» Goal
Please transcribe the items below line for line, beginning with the first line and continuing through the line with "top-left (526, 980), bottom-right (697, 1139)", including that line. Omit the pictures from your answer.

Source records
start

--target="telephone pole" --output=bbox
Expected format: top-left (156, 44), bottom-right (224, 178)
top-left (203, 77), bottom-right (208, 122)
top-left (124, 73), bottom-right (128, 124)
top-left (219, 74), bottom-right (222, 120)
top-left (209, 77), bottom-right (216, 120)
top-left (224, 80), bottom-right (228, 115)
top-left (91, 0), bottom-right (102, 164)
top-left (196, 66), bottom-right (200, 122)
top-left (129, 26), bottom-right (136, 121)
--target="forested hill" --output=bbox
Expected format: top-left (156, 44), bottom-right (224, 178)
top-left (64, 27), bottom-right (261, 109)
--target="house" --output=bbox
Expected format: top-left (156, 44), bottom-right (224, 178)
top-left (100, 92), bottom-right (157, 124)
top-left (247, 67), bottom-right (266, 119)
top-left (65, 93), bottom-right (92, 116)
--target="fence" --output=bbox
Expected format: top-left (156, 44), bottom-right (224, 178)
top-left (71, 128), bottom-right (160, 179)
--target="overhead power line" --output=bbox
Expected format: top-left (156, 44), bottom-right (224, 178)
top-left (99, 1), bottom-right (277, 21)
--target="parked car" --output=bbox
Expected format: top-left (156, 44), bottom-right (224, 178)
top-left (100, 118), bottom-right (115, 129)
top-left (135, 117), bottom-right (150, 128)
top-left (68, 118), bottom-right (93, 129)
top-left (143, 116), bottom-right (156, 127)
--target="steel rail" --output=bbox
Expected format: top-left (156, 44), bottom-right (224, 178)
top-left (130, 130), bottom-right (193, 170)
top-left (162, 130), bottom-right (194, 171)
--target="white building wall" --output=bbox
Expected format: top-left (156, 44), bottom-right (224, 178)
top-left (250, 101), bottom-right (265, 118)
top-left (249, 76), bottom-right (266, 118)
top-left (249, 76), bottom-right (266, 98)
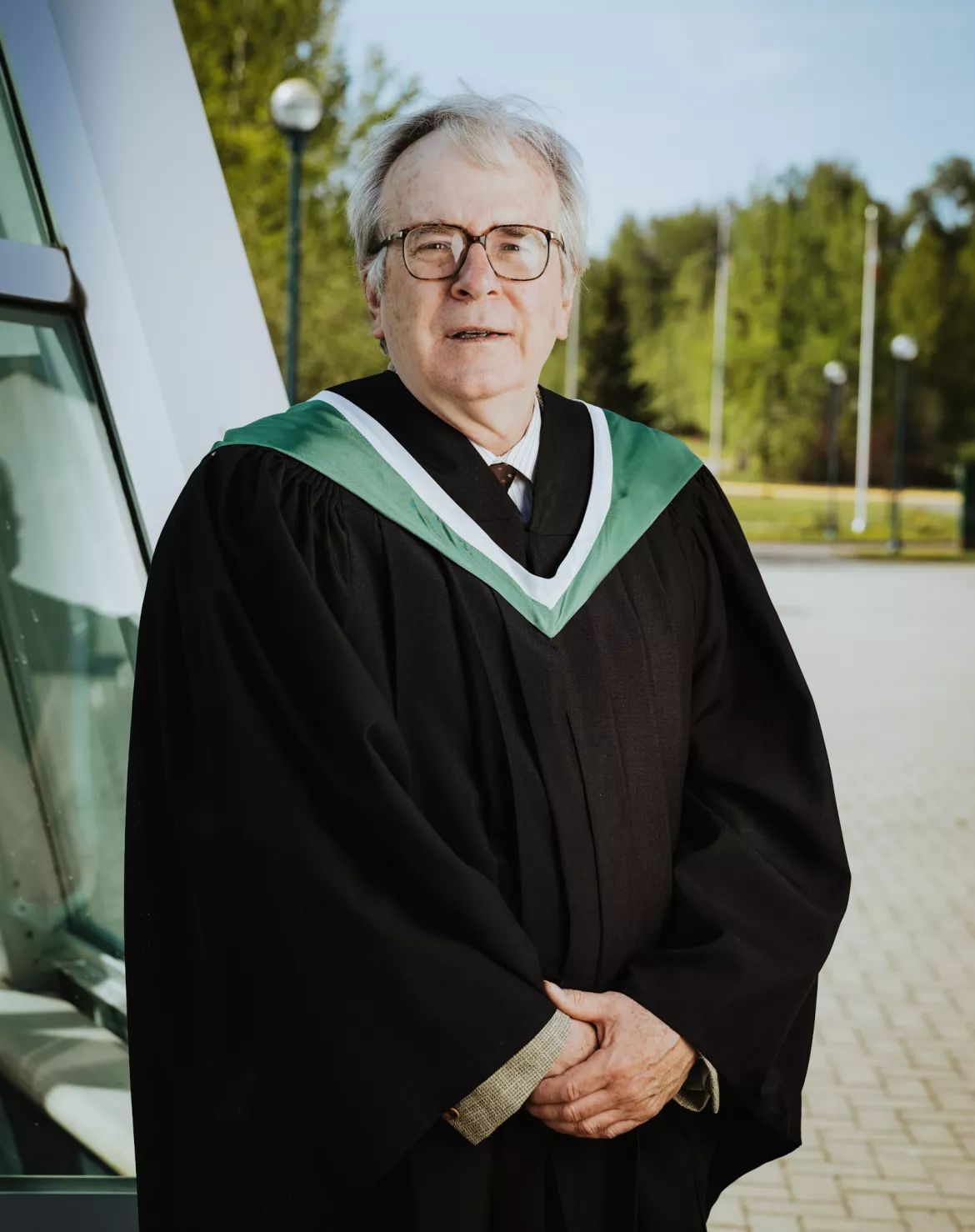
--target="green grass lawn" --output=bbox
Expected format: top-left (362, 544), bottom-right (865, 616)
top-left (729, 497), bottom-right (959, 543)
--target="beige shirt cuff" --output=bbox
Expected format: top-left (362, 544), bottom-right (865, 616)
top-left (673, 1052), bottom-right (719, 1113)
top-left (443, 1009), bottom-right (572, 1146)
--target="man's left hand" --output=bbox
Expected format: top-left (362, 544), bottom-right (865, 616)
top-left (526, 980), bottom-right (697, 1139)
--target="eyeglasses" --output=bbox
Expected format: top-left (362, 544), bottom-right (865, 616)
top-left (377, 223), bottom-right (565, 282)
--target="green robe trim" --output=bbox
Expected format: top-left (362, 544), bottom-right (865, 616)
top-left (213, 391), bottom-right (702, 637)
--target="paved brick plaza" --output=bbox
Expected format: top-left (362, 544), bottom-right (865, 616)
top-left (708, 561), bottom-right (975, 1232)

end

» In response
--target="telephone pole" --output=bbox
Expected format: top-left (156, 44), bottom-right (224, 178)
top-left (203, 77), bottom-right (208, 122)
top-left (124, 73), bottom-right (128, 124)
top-left (219, 74), bottom-right (222, 120)
top-left (209, 77), bottom-right (216, 120)
top-left (224, 80), bottom-right (228, 115)
top-left (91, 0), bottom-right (102, 164)
top-left (196, 66), bottom-right (200, 122)
top-left (129, 26), bottom-right (136, 121)
--target="forested hill" --output=bbox
Expected format: top-left (156, 44), bottom-right (224, 178)
top-left (64, 27), bottom-right (261, 109)
--target="house" --output=bbox
Expected format: top-left (156, 44), bottom-right (224, 178)
top-left (100, 92), bottom-right (157, 124)
top-left (247, 67), bottom-right (266, 119)
top-left (65, 93), bottom-right (92, 116)
--target="fence" --output=bbox
Expected format: top-left (156, 44), bottom-right (224, 178)
top-left (71, 128), bottom-right (160, 179)
--target="overhead power line" --output=bbox
Expected format: top-left (156, 44), bottom-right (224, 178)
top-left (99, 1), bottom-right (277, 21)
--target="parked car" --output=bbox
Expected format: top-left (156, 44), bottom-right (224, 178)
top-left (100, 118), bottom-right (115, 129)
top-left (135, 117), bottom-right (150, 128)
top-left (68, 118), bottom-right (93, 129)
top-left (143, 116), bottom-right (156, 127)
--target="steel rail" --output=bbox
Expected format: top-left (156, 44), bottom-right (224, 178)
top-left (130, 130), bottom-right (193, 170)
top-left (162, 130), bottom-right (194, 171)
--target="white building wall" --output=bbox
Expected format: top-left (156, 44), bottom-right (224, 178)
top-left (250, 101), bottom-right (265, 118)
top-left (249, 76), bottom-right (266, 118)
top-left (249, 76), bottom-right (266, 98)
--target="green grass lawn" --output=bbox
Expected format: top-left (362, 544), bottom-right (865, 616)
top-left (729, 497), bottom-right (959, 543)
--target="beige shirt cuff" --output=bbox
Expected format: top-left (362, 544), bottom-right (865, 616)
top-left (673, 1052), bottom-right (719, 1113)
top-left (443, 1009), bottom-right (572, 1146)
--target="man's left hand" --output=bbox
Expected format: top-left (362, 544), bottom-right (865, 616)
top-left (526, 980), bottom-right (697, 1139)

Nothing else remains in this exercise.